◆ **What is expected**:
In the boxing news roundup below, reproduce word for word the passage that begins with the words containing "The Guardian reports" and ends with "Hatton, among others.".

─── Document segment

The Guardian reports that talks have already taken place between Nicolay Valuev‘s co-promoters – Don King and Wilfried Sauerland – and Danny Williams‘ promoter Frank Warren for Nicolay Valuev to face Danny Williams. I’d suggest Danny Williams needs to worry about Matt Skelton (who Williams is reportedly scheduled to fight in February) before he entertains notions of facing the Beast From The East.

The Mirror in the UK looks forward to a big year in boxing for 2006. The Mirror considers what the future might bring for Joe Calzaghe, Amir Khan and Ricky Hatton, among others.

The Parksville Qualicum News has an interesting column on the travails of former Canadian Super Middleweight title holder Mark Woolnough. Woolnough’s career turned controversial – as widely reported in the Canadian press – at the beginning of this year when Woolnough and four other men were charged with manslaughter and assault after a fight outside a Parksville nightclub. The case returns to court next month. It’s an interesting read, as Woolnough is still looking to the future with hope.

──────
─── Data section

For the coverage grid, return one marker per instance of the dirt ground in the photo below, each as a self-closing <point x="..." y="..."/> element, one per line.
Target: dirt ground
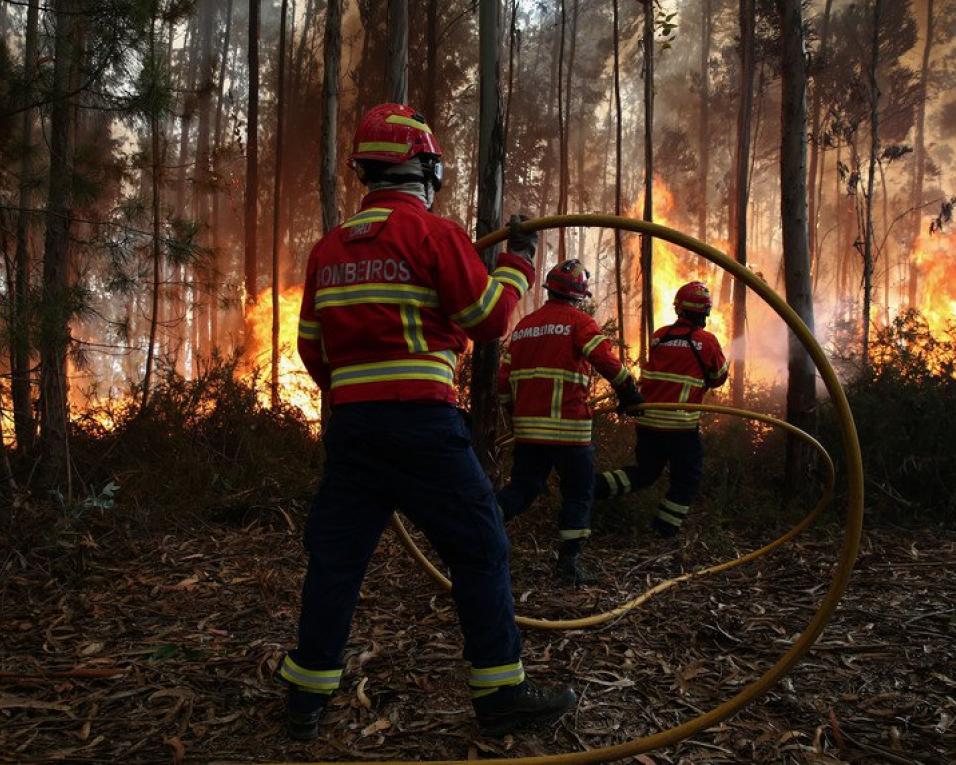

──────

◆ **Exercise answer**:
The Guardian reports that talks have already taken place between Nicolay Valuev‘s co-promoters – Don King and Wilfried Sauerland – and Danny Williams‘ promoter Frank Warren for Nicolay Valuev to face Danny Williams. I’d suggest Danny Williams needs to worry about Matt Skelton (who Williams is reportedly scheduled to fight in February) before he entertains notions of facing the Beast From The East.

The Mirror in the UK looks forward to a big year in boxing for 2006. The Mirror considers what the future might bring for Joe Calzaghe, Amir Khan and Ricky Hatton, among others.